Problem details: Copy the records exactly. Include every line.
[Opening Data listing section]
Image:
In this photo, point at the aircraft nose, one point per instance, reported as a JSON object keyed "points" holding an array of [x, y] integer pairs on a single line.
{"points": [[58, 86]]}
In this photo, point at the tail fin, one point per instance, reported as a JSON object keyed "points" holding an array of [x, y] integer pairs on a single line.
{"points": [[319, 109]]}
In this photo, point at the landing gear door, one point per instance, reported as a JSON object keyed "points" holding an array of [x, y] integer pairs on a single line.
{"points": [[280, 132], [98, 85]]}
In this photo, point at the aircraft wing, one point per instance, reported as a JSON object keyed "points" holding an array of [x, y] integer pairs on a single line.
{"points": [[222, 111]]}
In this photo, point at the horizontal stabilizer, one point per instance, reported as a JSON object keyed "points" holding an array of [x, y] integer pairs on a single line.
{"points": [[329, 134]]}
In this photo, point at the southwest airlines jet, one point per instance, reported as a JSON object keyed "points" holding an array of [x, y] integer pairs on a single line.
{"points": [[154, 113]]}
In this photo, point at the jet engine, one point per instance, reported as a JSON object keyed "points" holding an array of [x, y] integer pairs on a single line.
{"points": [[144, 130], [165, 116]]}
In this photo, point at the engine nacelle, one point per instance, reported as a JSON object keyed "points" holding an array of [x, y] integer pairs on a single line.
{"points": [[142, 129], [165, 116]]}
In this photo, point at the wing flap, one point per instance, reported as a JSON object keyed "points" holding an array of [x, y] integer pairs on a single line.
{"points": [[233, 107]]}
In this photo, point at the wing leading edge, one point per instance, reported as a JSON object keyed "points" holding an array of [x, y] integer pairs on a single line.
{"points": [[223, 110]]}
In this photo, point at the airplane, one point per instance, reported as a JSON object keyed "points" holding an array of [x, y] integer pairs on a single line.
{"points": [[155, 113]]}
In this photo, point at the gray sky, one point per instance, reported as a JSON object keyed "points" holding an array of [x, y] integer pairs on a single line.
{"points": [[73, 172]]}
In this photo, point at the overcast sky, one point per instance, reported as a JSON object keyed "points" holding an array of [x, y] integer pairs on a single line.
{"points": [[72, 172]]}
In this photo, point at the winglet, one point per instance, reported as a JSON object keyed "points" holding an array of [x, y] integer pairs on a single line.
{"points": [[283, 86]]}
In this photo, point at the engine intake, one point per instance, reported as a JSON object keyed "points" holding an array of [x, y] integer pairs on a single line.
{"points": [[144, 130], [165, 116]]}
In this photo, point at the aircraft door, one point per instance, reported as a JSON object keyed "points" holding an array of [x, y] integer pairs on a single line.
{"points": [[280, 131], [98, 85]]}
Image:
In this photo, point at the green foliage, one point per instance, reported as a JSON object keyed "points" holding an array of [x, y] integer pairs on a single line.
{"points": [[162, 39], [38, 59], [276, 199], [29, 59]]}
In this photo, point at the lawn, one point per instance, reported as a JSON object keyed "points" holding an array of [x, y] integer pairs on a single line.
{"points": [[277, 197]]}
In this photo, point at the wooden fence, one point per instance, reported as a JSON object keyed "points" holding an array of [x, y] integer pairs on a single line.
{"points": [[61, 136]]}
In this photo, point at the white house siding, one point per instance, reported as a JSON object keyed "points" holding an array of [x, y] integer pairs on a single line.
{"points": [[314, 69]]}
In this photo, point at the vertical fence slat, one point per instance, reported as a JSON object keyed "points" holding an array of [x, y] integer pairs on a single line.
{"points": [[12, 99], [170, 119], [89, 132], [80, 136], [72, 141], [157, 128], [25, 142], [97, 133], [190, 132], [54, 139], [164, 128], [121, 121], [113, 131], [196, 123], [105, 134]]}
[Closing Data listing section]
Output of the exercise:
Image:
In this photo, point at the aircraft nose, one point per instance, reported as a JSON object keyed "points" holding an array of [x, y] integer pairs on a single line.
{"points": [[58, 86]]}
In this photo, point at the tail fin, one point per instance, reported as a JSON object keyed "points" holding an array of [x, y] integer pairs on a single line.
{"points": [[319, 109]]}
In this photo, point at the landing gear door, one point per instance, reported as a JSON object keyed "points" holding an array of [x, y] integer pairs on a single line.
{"points": [[280, 132], [98, 85]]}
In this photo, point at the aircraft wing, one point per instance, reported as a JSON object keyed "points" holding an array of [x, y] integer pairs on a single line.
{"points": [[222, 111]]}
In this photo, point at the horizontal stabilizer, one point per instance, reported as a JSON object keyed "points" holding an array of [x, y] integer pairs on a single line.
{"points": [[329, 134]]}
In this photo, point at the southwest airlines jet, one point per instance, reported as a JSON object keyed "points" holding an array of [x, y] integer pairs on a single line.
{"points": [[154, 113]]}
In this photo, point at the jet engine, one point per instance, reported as a JSON object keyed "points" holding an array of [x, y] integer pairs on a single line.
{"points": [[144, 130], [165, 116]]}
In this photo, point at the engine nacelle, one point per instance, reported as a JSON object keyed "points" holding an array of [x, y] integer pairs on a single line.
{"points": [[142, 129], [165, 116]]}
In this photo, point at the wing flap, one point per instance, reported as a JSON object keyed "points" holding an array of [x, y] integer pairs on a single line.
{"points": [[233, 107]]}
In this photo, point at the wing leading edge, one point per instance, reported as a JSON object keyed "points" holding an array of [x, y] integer pairs on a single line.
{"points": [[223, 110]]}
In this photo, point at the airplane, one point per instance, reported as a JSON object keyed "points" holding an array of [x, y] integer pairs on a single line.
{"points": [[155, 113]]}
In this photo, point at the gray sky, one point per instance, reported as a JSON object keyed "points" holding an array of [x, y] integer pairs on a single line.
{"points": [[73, 172]]}
In this photo, point at the overcast sky, one point per instance, reported as a JSON object keyed "points" holding an array of [x, y] integer pairs on a single line.
{"points": [[72, 172]]}
In this photo, point at the winglet, one point per instance, reported as a JSON object keyed "points" holding an array of [x, y] integer pairs on a single line.
{"points": [[283, 86]]}
In this photo, point at the engine intake, one point per instance, reported as a JSON object keyed "points" holding an array of [x, y] integer pairs on a single line.
{"points": [[144, 130], [165, 116]]}
In this photo, point at the aircraft door, one point per instance, reported as a JSON object keyed "points" holding an array of [x, y] integer pairs on a single line.
{"points": [[280, 131], [98, 85]]}
Image:
In this photo, point at the green foliage, one point per instance, reported as a JSON object keyed "points" holding an array of [x, y] integer pairs on a single line.
{"points": [[162, 39], [38, 59], [276, 199], [29, 59]]}
In this photo, point at the lawn, one point per instance, reported as a JSON object keyed "points" holding an array of [x, y] integer pairs on a single line.
{"points": [[277, 197]]}
In this photo, point at the wooden fence, one point per instance, reported as a JSON object keyed "points" holding an array of [x, y] integer pairs on a single line.
{"points": [[61, 136]]}
In this photo, point at the white house siding, one point per instance, reported as a JSON object keyed "points" holding an array of [x, y] integer pairs on a single line.
{"points": [[314, 69]]}
In this photo, point at the vertical fence slat, one point per instance, reported as a JSON object keyed "points" holding an array of [x, y] integer pairs on a single line.
{"points": [[12, 99], [170, 119], [89, 132], [80, 136], [72, 141], [157, 128], [25, 142], [97, 133], [190, 132], [54, 139], [164, 128], [121, 121], [113, 131], [196, 123], [105, 134]]}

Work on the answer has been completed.